Homilia na Solenidade da Ascensão do Senhor, Festa da vida e da família*
Há uma ascensão a cumprir!
Amados irmãos, aqui estamos todos, dos
mais novos aos mais velhos, em plena Ascensão do Senhor, festa da vida e
da família. É bom revermo-nos em número e proveniência tão expressivos,
num verdadeiro “dia diocesano”, em boa hora dedicado a tal temática.
Revermo-nos
uns aos outros, com especial referência aos que perfazem datas maiores
do seu matrimónio. E revermo-nos nesta solenidade, assumido bem o que
disse a oração de há pouco, pedindo a Deus a alegria plena que nos pode e
deve dar a ascensão de Cristo, causa de esperança para todos e cada um.
Na verdade, «tendo-nos precedido na glória como nossa Cabeça, para aí
nos chama como membros do seu Corpo».
Detenhamo-nos um pouco neste
ponto. E perguntemo-nos: - Que horizonte existencial teríamos, que
garantia mais larga de vivermos e sobrevivermos, se a ascensão de Cristo
não nos iluminasse já? Somos cristãos, porque sabemos da sua vitória
sobre a morte; vivemos e sobrevivemos, porque com Ele chegaremos não
“onde” mas “a Quem” Ele já chegou. No Espírito de Cristo, o nosso
destino eterno torna-se num progresso filial, podendo dizer por adoção o
que Ele diz por geração: «Saí do Pai e vim ao mundo; agora deixo o
mundo e vou para o Pai» (Jo 16, 28).
E não nos pareçam
palavras estranhas e abstratas. Para quem reza e vive o Pai Nosso, tudo
isto é muito existencial e concreto. Na vida, na família e no correr do
tempo, feito caminho e ascensão. Caminho e ascensão para o Pai, que
tanto é “nosso” como “está nos céus”.
É uma “iluminação”,
certamente. A vida, morte, ressurreição e ascensão de Cristo são uma
grande luz que incide na nossa vida, assim mesmo revista. Por isso pedia
o Apóstolo, na leitura que ouvimos: «O Deus de Nosso Senhor Jesus
Cristo, o Pai da glória, vos conceda um espírito de sabedoria e
revelação para O conhecerdes plenamente e ilumine os olhos do vosso
coração, para compreenderdes a esperança a que fostes chamados».

» **INSTRUÇÃO ESCRITA 1**
Segundo a homilia, que realidades de Cristo são uma grande luz que incide na nossa vida? Liste todas.
» **INSTRUÇÃO ESCRITA 2**
Reproduza da homilia o trecho entre "Detenhamo-nos um pouco" e "(Jo 16, 28).", incluindo ambos.
» **INSTRUÇÃO ESCRITA 3**
Que referência bíblica a homilia indica para as palavras «Saí do Pai e vim ao mundo; agora deixo o mundo e vou para o Pai»?

» **DADOS EXTRAÍDOS**
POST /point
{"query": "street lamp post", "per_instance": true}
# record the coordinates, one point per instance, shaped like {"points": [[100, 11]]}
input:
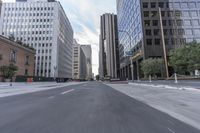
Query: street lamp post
{"points": [[129, 51]]}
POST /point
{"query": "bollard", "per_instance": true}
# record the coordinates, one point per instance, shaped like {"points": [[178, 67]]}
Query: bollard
{"points": [[150, 79]]}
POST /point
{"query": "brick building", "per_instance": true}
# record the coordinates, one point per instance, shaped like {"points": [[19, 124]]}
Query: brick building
{"points": [[14, 53]]}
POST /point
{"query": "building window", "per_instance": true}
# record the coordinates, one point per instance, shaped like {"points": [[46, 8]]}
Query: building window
{"points": [[148, 32], [149, 41], [157, 41], [161, 4], [145, 5], [155, 22], [26, 72], [179, 22], [156, 32], [153, 5], [146, 14], [154, 13], [187, 23], [13, 56], [147, 22], [27, 60], [184, 5]]}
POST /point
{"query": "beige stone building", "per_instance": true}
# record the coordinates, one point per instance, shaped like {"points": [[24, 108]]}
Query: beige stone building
{"points": [[14, 53]]}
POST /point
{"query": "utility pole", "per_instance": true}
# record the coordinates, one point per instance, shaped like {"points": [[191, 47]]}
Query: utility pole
{"points": [[0, 7], [163, 43]]}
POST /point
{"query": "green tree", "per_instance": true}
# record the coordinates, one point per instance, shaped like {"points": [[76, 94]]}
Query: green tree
{"points": [[153, 67], [8, 71]]}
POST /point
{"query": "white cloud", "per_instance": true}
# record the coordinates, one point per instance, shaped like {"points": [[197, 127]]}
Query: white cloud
{"points": [[84, 16]]}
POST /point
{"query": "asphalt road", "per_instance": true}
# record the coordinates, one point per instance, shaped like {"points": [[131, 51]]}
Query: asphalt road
{"points": [[88, 108]]}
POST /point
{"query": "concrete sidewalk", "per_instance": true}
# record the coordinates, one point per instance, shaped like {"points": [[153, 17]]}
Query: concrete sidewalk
{"points": [[195, 84], [23, 88]]}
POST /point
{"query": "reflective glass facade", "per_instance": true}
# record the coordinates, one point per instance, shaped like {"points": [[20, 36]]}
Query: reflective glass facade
{"points": [[141, 19], [129, 20]]}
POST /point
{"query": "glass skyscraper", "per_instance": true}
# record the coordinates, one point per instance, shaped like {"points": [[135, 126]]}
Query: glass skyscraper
{"points": [[141, 19]]}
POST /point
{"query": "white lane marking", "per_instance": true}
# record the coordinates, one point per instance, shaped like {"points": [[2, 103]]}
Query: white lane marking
{"points": [[67, 91], [171, 130], [171, 122], [51, 97]]}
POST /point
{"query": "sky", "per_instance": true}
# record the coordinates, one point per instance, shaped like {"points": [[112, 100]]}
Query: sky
{"points": [[84, 16]]}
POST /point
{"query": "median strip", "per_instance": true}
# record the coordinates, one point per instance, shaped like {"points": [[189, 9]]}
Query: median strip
{"points": [[67, 91]]}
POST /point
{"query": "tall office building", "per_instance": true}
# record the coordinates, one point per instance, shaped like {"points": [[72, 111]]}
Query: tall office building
{"points": [[109, 52], [0, 8], [87, 50], [44, 26], [141, 20], [79, 63]]}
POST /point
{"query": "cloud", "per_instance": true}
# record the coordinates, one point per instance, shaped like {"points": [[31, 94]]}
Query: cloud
{"points": [[84, 16]]}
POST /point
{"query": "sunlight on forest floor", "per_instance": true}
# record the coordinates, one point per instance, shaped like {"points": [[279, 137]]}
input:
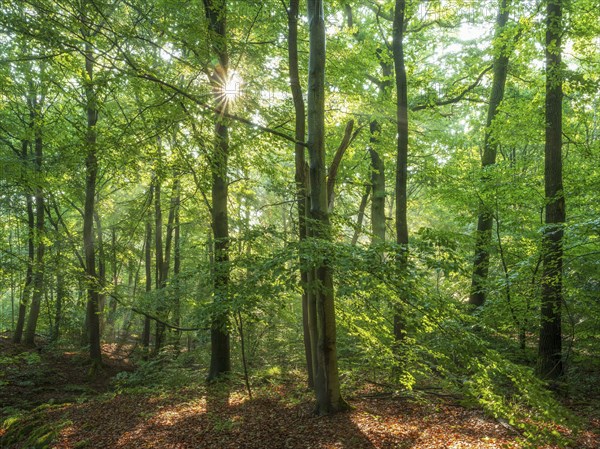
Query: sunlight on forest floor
{"points": [[87, 414]]}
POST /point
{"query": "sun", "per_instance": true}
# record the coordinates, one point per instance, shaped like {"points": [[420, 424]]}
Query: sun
{"points": [[231, 89]]}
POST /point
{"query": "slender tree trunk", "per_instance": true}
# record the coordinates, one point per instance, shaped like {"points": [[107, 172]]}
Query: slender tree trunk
{"points": [[300, 178], [160, 267], [378, 186], [101, 269], [112, 305], [327, 384], [550, 344], [361, 215], [91, 168], [61, 293], [402, 156], [148, 267], [18, 334], [38, 266], [220, 361], [176, 271], [481, 260]]}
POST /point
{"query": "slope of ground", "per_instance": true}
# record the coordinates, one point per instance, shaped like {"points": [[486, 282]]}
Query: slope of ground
{"points": [[84, 414]]}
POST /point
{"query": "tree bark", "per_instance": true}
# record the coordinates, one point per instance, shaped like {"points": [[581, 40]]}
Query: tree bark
{"points": [[402, 156], [91, 168], [300, 176], [18, 334], [483, 236], [327, 384], [220, 361], [550, 344], [378, 186], [38, 266], [148, 268]]}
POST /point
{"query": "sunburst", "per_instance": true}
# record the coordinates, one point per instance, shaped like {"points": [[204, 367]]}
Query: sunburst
{"points": [[230, 89]]}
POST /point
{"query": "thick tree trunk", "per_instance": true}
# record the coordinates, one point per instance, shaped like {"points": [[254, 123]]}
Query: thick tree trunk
{"points": [[220, 361], [550, 343], [402, 156], [91, 167], [327, 384], [483, 236], [300, 177]]}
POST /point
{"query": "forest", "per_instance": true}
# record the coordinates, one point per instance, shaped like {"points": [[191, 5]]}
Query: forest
{"points": [[300, 224]]}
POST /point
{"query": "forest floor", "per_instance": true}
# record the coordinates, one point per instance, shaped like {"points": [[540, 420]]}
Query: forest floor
{"points": [[59, 407]]}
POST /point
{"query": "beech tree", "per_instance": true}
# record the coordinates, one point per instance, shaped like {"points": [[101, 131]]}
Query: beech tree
{"points": [[550, 342]]}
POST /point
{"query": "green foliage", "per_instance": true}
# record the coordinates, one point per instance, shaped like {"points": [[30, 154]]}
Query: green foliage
{"points": [[31, 430]]}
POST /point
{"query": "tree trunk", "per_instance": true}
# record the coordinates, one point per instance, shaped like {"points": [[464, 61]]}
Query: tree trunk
{"points": [[18, 334], [160, 274], [220, 360], [378, 186], [101, 270], [402, 157], [300, 178], [550, 344], [327, 384], [483, 236], [148, 267], [91, 167], [38, 266]]}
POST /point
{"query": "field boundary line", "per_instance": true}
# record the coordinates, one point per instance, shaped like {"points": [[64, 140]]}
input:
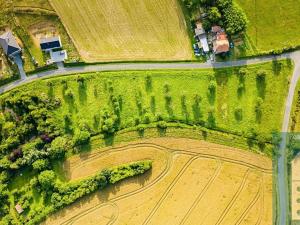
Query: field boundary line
{"points": [[201, 194], [181, 151], [113, 219], [169, 188], [233, 200], [262, 203], [156, 180]]}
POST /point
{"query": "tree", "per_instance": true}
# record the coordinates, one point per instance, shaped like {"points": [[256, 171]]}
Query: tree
{"points": [[81, 137], [214, 15], [58, 147], [47, 179], [40, 164]]}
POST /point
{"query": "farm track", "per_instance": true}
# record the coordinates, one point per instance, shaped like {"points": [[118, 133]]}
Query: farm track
{"points": [[173, 152], [112, 221], [258, 196], [201, 194], [233, 200], [177, 177], [170, 150], [156, 180]]}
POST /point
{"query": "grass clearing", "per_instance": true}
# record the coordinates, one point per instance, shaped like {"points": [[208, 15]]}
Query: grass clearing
{"points": [[160, 197], [143, 97], [269, 31], [126, 31]]}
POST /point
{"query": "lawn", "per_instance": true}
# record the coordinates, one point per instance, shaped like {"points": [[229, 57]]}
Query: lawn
{"points": [[43, 4], [121, 30], [176, 96], [272, 24]]}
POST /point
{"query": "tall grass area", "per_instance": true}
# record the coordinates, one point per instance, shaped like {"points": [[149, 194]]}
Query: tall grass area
{"points": [[272, 23], [233, 100]]}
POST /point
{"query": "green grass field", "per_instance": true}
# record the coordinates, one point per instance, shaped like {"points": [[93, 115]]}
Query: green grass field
{"points": [[273, 24], [176, 96]]}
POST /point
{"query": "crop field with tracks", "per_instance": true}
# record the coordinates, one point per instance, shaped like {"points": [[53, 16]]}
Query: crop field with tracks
{"points": [[118, 30], [191, 182]]}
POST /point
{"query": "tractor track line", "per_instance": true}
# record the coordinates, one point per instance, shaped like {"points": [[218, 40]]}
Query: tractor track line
{"points": [[233, 200], [201, 194], [249, 207], [170, 187]]}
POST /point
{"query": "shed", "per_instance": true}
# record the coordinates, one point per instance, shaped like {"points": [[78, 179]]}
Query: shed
{"points": [[19, 208], [48, 44], [204, 43], [9, 44]]}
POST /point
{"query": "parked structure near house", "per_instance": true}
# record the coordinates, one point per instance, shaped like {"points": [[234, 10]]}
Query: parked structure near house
{"points": [[49, 44], [19, 209], [200, 34], [9, 44], [220, 40]]}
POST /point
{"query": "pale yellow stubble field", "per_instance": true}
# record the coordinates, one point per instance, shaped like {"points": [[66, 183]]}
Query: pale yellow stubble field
{"points": [[125, 30], [191, 182]]}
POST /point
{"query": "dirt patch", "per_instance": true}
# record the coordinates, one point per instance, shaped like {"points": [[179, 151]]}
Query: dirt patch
{"points": [[192, 182]]}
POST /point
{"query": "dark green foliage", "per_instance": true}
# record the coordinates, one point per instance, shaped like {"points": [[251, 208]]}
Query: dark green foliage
{"points": [[109, 122], [40, 164], [46, 179], [81, 137], [128, 170], [58, 147], [67, 193], [220, 12]]}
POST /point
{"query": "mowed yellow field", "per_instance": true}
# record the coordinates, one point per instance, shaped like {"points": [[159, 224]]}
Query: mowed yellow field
{"points": [[191, 183], [120, 30]]}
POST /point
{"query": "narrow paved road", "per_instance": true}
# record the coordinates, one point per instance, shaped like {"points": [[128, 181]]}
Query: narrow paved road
{"points": [[295, 56], [139, 66]]}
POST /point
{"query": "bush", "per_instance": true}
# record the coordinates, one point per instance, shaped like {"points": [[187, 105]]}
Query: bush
{"points": [[81, 137], [162, 125], [129, 170], [40, 164], [46, 179], [58, 147]]}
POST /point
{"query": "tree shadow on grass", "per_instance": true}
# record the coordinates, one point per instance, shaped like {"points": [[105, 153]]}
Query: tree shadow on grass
{"points": [[109, 139], [82, 89], [276, 66], [162, 131]]}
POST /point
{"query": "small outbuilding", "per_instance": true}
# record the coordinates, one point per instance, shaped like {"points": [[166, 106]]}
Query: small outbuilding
{"points": [[9, 44], [48, 44], [220, 40], [201, 35], [19, 208]]}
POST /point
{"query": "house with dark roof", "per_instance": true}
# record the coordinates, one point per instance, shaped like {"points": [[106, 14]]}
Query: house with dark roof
{"points": [[9, 44], [220, 40], [48, 44]]}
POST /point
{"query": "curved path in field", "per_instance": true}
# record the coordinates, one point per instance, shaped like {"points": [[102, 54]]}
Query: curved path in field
{"points": [[295, 56]]}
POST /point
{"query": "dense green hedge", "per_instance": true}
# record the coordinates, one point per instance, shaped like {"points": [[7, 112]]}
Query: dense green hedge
{"points": [[63, 194]]}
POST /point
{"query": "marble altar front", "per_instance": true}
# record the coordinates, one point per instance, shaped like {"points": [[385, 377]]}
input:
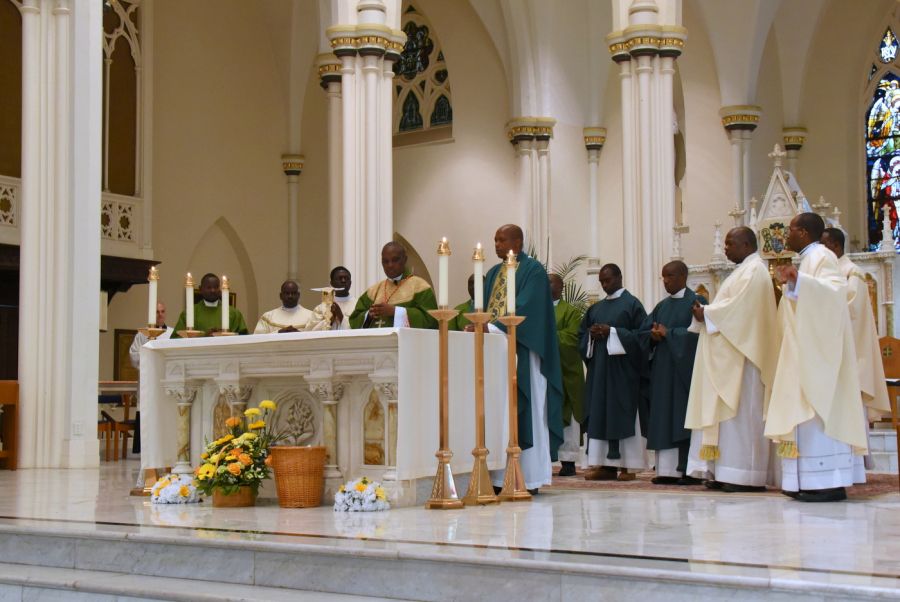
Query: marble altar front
{"points": [[370, 397]]}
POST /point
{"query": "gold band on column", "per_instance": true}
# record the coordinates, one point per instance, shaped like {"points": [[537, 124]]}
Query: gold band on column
{"points": [[514, 489], [443, 493], [481, 491]]}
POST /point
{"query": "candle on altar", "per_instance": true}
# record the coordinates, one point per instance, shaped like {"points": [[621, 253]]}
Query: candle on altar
{"points": [[511, 264], [153, 280], [226, 289], [478, 264], [189, 301], [444, 273]]}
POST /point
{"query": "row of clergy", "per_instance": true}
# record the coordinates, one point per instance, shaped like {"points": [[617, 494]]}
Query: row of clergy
{"points": [[743, 392]]}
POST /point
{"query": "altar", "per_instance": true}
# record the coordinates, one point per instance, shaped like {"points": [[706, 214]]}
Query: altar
{"points": [[369, 396]]}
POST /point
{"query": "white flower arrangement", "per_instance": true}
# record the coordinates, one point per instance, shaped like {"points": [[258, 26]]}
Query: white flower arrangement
{"points": [[176, 489], [361, 495]]}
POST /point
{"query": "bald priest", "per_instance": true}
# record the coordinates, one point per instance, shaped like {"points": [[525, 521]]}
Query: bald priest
{"points": [[401, 300]]}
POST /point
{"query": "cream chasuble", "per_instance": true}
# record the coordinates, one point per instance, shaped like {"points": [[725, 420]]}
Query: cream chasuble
{"points": [[865, 338], [817, 375], [740, 325]]}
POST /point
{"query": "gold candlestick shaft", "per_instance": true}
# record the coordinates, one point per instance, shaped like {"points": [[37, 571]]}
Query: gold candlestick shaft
{"points": [[514, 489], [481, 491], [443, 493]]}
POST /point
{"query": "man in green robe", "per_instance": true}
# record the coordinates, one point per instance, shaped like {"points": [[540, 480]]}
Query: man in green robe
{"points": [[208, 313], [537, 350], [608, 342], [567, 321], [671, 348], [399, 301], [460, 321]]}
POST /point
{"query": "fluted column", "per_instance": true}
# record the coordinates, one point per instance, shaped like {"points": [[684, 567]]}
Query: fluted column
{"points": [[793, 142], [293, 166], [594, 139], [740, 121]]}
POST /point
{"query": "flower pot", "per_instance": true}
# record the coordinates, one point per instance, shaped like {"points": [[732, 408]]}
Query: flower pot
{"points": [[242, 499], [298, 475]]}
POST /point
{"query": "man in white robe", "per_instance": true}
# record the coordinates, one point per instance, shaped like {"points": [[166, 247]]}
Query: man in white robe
{"points": [[134, 354], [293, 317], [873, 387], [814, 411], [733, 374]]}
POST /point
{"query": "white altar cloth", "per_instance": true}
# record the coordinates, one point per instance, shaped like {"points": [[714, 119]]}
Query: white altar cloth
{"points": [[411, 354]]}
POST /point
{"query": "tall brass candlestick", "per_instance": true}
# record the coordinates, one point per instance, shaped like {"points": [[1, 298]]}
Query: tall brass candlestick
{"points": [[443, 493], [514, 489], [481, 490]]}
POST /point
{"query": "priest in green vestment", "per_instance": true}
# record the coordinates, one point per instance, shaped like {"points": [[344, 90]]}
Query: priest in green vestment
{"points": [[539, 381], [671, 349], [460, 321], [208, 313], [568, 319], [399, 301], [616, 373]]}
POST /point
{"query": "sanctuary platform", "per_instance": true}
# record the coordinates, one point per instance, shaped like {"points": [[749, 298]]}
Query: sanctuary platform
{"points": [[76, 535]]}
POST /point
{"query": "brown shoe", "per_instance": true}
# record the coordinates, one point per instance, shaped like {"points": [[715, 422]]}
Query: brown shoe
{"points": [[600, 473]]}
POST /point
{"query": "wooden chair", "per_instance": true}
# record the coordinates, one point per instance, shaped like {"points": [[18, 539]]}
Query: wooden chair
{"points": [[890, 359], [9, 423]]}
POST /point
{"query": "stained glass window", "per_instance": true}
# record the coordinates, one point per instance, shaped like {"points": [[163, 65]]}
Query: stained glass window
{"points": [[888, 48], [422, 99], [882, 127]]}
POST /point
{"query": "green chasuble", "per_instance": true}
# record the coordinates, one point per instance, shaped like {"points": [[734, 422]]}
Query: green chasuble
{"points": [[538, 334], [567, 321], [410, 292], [211, 317], [460, 322], [615, 383], [670, 370]]}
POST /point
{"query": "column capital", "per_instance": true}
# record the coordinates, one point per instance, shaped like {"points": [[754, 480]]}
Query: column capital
{"points": [[794, 138], [594, 138], [740, 117], [292, 164]]}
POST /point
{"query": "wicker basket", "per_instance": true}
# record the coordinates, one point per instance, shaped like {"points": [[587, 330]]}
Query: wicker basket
{"points": [[298, 475]]}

» **RESPOSTA ESCRITA 1**
A vida, a morte, a ressurreição e a ascensão de Cristo.

» **RESPOSTA ESCRITA 2**
Detenhamo-nos um pouco neste
ponto. E perguntemo-nos: - Que horizonte existencial teríamos, que
garantia mais larga de vivermos e sobrevivermos, se a ascensão de Cristo
não nos iluminasse já? Somos cristãos, porque sabemos da sua vitória
sobre a morte; vivemos e sobrevivemos, porque com Ele chegaremos não
“onde” mas “a Quem” Ele já chegou. No Espírito de Cristo, o nosso
destino eterno torna-se num progresso filial, podendo dizer por adoção o
que Ele diz por geração: «Saí do Pai e vim ao mundo; agora deixo o
mundo e vou para o Pai» (Jo 16, 28).

» **RESPOSTA ESCRITA 3**
Jo 16, 28.